ОТРЫВОК ТЕКСТА =

○ ○ ○

Возможно, однако, все гораздо сложнее, потому что иногда ситуация излучает атмосферу “вопреки” тому, что человек знает (напр., атмосфера может радовать и восхищать, даже если она случайна), а иногда обстановка излучает атмосферу “только если” человек что-то знает (место может иметь ауру, напр., только если человек знает, что там жила знаменитость и т. п.). Таким образом, соотношение когнитивного и аффективного – весьма дискуссионный вопрос, который не может быть решен в одностороннем порядке. Можно лишь утверждать, что атмосфера не зависит от того, что человек знает (напр., что ее генератор – всего лишь иллюзия), только поначалу, когда он получает первое и непроизвольное впечатление, которое вызывается ее появлением.

○ ○ ○

ЗАДАНИЕ = Выпишите дословно из отрывка об атмосфере часть от «Возможно, однако, все» до «вызывается ее появлением.» включительно.

Записи набора данных с указанием точек
○ ○ ○

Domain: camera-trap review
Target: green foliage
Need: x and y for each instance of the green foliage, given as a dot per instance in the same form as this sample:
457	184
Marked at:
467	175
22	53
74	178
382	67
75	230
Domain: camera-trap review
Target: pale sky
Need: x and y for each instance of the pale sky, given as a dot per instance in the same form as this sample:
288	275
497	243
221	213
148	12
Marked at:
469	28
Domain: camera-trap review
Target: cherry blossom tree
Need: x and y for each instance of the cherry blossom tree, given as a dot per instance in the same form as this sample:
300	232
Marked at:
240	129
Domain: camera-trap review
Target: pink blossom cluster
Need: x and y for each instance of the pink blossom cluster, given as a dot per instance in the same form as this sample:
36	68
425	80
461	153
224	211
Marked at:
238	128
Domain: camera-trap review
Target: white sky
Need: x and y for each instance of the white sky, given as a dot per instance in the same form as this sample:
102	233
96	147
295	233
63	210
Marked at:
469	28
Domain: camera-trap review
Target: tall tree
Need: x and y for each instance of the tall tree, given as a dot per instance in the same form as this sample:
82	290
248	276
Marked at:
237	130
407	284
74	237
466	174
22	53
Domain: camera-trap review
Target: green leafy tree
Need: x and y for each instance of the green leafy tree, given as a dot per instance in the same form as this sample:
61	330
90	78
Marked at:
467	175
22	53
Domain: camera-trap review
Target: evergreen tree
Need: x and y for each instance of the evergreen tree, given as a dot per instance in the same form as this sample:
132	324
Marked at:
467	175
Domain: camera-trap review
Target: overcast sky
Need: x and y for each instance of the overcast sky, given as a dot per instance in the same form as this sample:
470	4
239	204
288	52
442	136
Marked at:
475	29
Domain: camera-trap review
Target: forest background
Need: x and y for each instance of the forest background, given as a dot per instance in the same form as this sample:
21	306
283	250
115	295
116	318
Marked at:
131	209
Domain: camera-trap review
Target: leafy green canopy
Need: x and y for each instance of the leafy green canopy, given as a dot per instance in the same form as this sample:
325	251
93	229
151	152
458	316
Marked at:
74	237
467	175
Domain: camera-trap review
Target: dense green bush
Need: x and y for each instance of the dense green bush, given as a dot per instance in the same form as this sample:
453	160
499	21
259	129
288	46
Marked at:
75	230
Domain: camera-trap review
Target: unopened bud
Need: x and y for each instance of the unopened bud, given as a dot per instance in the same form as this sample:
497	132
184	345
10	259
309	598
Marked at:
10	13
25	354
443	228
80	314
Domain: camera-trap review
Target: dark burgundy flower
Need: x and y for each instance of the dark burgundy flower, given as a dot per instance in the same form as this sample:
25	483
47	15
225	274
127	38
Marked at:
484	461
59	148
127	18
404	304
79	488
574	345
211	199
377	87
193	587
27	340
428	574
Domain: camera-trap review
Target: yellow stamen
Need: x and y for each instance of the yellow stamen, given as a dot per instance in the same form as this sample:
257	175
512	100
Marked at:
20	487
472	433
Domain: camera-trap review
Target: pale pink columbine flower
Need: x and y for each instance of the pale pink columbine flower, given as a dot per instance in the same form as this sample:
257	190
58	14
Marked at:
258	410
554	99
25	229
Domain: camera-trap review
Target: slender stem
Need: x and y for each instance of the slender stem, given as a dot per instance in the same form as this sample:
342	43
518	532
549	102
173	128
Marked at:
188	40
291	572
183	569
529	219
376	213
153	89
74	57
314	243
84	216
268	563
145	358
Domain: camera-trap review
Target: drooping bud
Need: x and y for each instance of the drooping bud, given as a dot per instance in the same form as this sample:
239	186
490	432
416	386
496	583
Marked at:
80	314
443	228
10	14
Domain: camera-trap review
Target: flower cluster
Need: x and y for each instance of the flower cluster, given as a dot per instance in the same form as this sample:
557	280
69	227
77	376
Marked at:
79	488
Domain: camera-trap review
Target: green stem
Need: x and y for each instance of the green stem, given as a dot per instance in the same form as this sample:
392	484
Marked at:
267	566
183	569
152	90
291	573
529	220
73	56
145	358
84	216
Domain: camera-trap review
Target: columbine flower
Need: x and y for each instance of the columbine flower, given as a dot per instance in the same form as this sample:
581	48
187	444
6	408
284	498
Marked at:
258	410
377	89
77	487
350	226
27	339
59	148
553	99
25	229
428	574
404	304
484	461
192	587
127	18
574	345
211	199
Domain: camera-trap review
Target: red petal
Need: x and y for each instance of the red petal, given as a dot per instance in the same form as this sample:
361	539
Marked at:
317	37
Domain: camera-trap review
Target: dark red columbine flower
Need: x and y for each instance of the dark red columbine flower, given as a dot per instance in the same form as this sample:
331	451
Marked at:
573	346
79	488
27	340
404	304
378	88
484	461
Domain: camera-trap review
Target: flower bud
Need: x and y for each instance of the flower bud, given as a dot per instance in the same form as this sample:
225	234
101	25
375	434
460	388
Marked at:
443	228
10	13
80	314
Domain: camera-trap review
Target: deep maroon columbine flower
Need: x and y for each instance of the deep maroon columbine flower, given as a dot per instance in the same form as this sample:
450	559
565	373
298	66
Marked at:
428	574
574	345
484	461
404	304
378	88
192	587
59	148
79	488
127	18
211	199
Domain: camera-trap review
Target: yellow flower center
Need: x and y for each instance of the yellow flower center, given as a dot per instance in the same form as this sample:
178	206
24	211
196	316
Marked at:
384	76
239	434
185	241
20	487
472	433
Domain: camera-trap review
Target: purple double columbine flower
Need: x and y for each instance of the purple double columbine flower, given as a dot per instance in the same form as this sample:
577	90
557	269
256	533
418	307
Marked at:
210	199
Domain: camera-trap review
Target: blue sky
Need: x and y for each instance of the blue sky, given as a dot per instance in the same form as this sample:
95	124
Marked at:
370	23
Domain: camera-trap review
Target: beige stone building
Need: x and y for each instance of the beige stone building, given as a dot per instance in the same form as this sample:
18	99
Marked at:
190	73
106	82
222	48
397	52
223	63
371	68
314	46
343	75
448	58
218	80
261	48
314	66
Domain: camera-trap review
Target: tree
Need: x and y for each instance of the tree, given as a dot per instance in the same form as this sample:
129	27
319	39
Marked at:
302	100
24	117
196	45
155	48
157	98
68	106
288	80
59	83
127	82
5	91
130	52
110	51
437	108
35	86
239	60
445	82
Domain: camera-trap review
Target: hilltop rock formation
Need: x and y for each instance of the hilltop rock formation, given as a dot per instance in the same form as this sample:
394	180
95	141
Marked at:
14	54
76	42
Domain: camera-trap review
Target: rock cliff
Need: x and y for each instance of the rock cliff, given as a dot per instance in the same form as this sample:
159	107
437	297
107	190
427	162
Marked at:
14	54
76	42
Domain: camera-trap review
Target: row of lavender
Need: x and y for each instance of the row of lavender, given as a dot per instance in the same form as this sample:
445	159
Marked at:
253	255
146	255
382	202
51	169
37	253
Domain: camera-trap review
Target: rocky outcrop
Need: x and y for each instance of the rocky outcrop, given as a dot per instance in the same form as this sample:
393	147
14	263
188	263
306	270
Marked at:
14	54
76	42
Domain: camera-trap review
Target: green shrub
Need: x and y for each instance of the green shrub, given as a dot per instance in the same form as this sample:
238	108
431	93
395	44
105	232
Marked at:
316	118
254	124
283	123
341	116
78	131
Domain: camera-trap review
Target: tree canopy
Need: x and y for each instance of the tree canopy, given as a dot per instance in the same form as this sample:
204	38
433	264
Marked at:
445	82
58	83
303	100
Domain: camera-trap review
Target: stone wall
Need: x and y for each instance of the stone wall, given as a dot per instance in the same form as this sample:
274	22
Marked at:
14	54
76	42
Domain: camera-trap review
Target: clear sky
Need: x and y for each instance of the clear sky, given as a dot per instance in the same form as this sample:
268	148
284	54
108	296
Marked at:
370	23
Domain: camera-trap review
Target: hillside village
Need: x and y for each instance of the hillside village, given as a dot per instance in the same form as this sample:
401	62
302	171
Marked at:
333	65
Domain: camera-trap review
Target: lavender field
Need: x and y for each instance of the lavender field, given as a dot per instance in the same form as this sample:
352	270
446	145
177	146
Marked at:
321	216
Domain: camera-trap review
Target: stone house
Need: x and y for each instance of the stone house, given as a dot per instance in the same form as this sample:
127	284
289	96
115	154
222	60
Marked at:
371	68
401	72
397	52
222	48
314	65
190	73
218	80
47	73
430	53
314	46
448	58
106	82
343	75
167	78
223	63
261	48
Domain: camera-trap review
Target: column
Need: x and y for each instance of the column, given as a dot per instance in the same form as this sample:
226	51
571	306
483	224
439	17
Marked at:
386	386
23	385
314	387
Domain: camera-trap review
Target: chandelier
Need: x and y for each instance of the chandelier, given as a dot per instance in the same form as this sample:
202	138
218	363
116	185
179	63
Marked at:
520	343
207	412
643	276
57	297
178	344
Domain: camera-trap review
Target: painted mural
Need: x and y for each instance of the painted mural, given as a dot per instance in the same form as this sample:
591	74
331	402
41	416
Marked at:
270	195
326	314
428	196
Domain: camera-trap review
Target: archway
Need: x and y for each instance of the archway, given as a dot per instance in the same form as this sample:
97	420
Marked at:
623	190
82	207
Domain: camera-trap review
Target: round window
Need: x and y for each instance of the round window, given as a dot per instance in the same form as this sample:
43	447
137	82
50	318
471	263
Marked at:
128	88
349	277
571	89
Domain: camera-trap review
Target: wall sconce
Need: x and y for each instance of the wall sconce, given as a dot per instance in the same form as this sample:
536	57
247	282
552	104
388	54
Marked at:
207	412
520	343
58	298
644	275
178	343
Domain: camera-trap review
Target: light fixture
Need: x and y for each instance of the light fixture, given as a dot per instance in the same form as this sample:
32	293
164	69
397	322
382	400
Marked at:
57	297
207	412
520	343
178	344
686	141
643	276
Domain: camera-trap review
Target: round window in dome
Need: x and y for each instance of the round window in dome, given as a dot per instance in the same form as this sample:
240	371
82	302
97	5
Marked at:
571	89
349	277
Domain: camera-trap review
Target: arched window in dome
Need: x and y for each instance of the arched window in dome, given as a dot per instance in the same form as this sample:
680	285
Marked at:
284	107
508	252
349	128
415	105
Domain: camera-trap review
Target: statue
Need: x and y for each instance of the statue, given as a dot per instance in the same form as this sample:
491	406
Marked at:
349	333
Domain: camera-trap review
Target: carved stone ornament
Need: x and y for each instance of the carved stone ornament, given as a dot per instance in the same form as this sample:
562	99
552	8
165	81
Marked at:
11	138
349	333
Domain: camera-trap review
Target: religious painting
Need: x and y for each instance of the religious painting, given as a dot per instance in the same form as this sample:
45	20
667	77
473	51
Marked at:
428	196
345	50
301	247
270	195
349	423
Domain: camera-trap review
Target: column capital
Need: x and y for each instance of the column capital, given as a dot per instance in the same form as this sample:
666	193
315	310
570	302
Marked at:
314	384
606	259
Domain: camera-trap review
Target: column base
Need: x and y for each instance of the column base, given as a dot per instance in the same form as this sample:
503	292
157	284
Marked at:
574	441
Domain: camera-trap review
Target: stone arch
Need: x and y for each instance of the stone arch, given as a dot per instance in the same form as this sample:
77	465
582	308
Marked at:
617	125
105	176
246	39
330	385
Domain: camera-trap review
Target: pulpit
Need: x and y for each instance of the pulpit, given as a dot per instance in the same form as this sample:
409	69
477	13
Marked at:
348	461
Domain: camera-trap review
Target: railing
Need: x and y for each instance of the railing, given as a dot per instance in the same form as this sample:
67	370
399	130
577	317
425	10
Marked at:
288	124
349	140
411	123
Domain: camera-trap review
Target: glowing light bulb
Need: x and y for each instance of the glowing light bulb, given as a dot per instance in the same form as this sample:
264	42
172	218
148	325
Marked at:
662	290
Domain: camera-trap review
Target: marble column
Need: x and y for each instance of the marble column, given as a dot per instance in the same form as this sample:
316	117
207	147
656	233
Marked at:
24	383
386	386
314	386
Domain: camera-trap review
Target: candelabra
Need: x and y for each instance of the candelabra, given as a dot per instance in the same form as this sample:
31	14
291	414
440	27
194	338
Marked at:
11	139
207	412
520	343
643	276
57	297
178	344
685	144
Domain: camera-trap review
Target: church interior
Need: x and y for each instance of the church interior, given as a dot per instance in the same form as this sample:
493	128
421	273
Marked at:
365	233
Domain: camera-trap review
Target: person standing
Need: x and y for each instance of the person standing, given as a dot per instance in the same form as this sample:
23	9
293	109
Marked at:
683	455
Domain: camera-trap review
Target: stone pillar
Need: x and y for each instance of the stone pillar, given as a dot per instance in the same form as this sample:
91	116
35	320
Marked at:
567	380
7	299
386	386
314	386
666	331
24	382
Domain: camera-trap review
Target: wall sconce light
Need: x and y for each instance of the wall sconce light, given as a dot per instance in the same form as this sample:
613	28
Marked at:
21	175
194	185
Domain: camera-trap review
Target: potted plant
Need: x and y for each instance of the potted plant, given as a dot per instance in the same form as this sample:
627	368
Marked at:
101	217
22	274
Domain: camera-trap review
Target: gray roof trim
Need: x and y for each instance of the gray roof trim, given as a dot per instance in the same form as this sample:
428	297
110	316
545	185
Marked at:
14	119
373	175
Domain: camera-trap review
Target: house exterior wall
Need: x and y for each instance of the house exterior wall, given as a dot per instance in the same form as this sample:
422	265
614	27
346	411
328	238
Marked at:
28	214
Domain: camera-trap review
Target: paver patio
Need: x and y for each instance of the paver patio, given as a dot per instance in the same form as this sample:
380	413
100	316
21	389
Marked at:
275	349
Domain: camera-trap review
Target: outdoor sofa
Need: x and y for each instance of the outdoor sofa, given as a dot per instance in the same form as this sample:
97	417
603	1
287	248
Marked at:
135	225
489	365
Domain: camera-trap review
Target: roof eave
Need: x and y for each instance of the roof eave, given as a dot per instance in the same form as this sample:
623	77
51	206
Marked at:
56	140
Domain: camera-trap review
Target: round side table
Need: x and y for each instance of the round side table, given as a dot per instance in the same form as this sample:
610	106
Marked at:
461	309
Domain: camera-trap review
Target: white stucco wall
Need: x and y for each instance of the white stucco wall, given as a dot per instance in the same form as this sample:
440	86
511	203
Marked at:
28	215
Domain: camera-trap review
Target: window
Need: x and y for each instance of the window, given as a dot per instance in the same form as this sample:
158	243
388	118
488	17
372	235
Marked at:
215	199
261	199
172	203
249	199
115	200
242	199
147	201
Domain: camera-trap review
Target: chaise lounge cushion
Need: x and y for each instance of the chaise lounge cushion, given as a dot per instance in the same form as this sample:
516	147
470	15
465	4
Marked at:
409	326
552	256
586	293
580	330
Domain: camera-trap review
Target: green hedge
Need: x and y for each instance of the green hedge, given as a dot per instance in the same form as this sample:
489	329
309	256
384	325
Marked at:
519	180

○ ○ ○

ОТВЕТ К ЗАДАНИЮ =
Возможно, однако, все гораздо сложнее, потому что иногда ситуация излучает атмосферу “вопреки” тому, что человек знает (напр., атмосфера может радовать и восхищать, даже если она случайна), а иногда обстановка излучает атмосферу “только если” человек что-то знает (место может иметь ауру, напр., только если человек знает, что там жила знаменитость и т. п.). Таким образом, соотношение когнитивного и аффективного – весьма дискуссионный вопрос, который не может быть решен в одностороннем порядке. Можно лишь утверждать, что атмосфера не зависит от того, что человек знает (напр., что ее генератор – всего лишь иллюзия), только поначалу, когда он получает первое и непроизвольное впечатление, которое вызывается ее появлением.